◆ Parts of the exercise:
**a)** In the article on Ontario's health privacy law, rewrite the paragraph beginning "By way of background" as a short bulleted list that keeps its main facts.
**b)** Based on the article on Ontario's health privacy law, explain in one to three sentences why the recent amendments to PHIPA appear to have been made.

◆ Text:
※ ※ ※
Recent Changes to Ontario’s Personal Health Information Protection Act

By Meghan A. Cowan

There have been a number of new changes introduced with respect to Ontario’s Personal Health Information Protection Act (“PHIPA”). The Ontario government filed a new regulation on June 29, 2017 (Ontario Regulation 224/17 -- the “New Regulation”). The New Regulation comes into force on October 1, 2017 and imposes a variety of new reporting requirements on health information custodians under PHIPA.

By way of background, PHIPA governs the collection, use and disclosure of ‘personal health information’ (i.e. identifying information about an individual that relates to their physical or mental health) by health information custodians. Health information custodians (“HICs”), in turn, are defined in the legislation as persons involved in delivering health care services, such as practitioners, hospitals and pharmacies. Agents of HICs (i.e. employees at a doctor’s office) hold the same duties and responsibilities as HICs under PHIPA.

The recent amendments to the PHIPA regime appear to be in response to a number of cases reported in the media of employees disclosing personal health information. Examples include two workers at the Princess Margaret Cancer Centre who snooped on the late Mayor Ford’s electronic health records and a North Bay nurse who accessed 5,800 patient records.
※ ※ ※
◆ Supplied material:
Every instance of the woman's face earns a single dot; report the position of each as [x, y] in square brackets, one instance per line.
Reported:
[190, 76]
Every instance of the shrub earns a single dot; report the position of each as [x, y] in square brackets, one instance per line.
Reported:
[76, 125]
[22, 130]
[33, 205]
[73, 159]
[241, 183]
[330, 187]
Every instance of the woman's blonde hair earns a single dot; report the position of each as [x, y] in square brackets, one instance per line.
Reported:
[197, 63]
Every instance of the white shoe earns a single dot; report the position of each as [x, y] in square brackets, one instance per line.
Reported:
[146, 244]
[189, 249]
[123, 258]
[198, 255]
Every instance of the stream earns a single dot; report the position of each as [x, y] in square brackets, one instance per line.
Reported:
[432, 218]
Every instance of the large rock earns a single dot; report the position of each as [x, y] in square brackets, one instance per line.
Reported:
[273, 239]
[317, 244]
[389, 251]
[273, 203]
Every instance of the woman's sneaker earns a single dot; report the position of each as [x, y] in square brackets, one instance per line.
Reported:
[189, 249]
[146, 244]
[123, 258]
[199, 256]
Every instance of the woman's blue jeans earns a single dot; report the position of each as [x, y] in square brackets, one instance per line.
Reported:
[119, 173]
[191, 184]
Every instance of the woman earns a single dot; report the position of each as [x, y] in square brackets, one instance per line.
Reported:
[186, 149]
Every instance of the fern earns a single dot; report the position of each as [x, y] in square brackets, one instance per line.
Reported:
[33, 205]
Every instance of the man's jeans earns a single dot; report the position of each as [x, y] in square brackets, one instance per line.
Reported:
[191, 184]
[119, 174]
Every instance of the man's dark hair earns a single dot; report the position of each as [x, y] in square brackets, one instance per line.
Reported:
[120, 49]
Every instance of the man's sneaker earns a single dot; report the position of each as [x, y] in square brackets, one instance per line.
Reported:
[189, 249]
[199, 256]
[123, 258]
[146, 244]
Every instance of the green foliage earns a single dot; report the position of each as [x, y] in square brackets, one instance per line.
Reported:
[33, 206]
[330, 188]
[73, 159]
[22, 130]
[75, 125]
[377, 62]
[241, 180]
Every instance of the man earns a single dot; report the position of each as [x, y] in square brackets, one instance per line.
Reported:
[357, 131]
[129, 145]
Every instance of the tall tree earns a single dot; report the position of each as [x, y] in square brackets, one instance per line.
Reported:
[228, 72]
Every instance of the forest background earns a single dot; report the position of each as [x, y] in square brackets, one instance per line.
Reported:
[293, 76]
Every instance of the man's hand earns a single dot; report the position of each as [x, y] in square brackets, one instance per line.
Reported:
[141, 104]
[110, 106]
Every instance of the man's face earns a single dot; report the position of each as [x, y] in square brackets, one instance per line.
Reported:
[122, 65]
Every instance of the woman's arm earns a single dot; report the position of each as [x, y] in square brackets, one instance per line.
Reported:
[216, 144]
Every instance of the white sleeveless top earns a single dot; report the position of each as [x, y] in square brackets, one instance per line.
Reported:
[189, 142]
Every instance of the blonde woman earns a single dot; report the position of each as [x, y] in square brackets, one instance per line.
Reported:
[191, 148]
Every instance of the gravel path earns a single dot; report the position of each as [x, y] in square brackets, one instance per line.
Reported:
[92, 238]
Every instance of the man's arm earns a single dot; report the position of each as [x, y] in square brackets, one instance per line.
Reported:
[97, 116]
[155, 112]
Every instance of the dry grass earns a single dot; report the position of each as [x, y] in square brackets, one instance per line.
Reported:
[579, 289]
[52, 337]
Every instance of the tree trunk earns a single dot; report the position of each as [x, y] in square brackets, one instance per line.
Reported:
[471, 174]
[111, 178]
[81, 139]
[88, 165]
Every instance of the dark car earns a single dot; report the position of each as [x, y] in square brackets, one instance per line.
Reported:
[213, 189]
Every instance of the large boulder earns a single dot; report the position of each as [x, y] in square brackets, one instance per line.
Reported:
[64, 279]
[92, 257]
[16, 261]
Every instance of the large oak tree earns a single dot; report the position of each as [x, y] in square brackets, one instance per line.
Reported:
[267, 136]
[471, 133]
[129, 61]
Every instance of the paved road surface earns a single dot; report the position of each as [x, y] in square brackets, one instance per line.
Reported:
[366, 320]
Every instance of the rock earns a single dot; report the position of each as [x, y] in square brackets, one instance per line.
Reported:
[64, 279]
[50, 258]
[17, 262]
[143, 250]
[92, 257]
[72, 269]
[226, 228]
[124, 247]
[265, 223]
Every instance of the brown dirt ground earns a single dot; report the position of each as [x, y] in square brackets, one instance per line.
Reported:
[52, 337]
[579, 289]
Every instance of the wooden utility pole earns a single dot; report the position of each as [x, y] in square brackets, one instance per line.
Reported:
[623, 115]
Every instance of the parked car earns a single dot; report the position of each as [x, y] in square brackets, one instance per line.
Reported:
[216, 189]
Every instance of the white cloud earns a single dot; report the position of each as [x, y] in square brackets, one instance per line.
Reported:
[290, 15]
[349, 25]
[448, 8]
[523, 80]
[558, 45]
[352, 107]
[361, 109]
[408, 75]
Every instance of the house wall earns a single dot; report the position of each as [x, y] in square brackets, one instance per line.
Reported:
※ ※ ※
◆ Task-by-task answers:
**a)**
- PHIPA governs how health information custodians collect, use and disclose personal health information, meaning identifying information about a person's physical or mental health.
- Health information custodians (HICs) are people involved in delivering health care services, such as practitioners, hospitals and pharmacies.
- Agents of HICs, such as employees at a doctor's office, have the same duties and responsibilities under PHIPA as HICs.

**b)** The amendments appear to respond to cases reported in the media of employees disclosing personal health information. Examples include two workers at the Princess Margaret Cancer Centre who snooped on the late Mayor Ford's electronic health records and a North Bay nurse who accessed 5,800 patient records.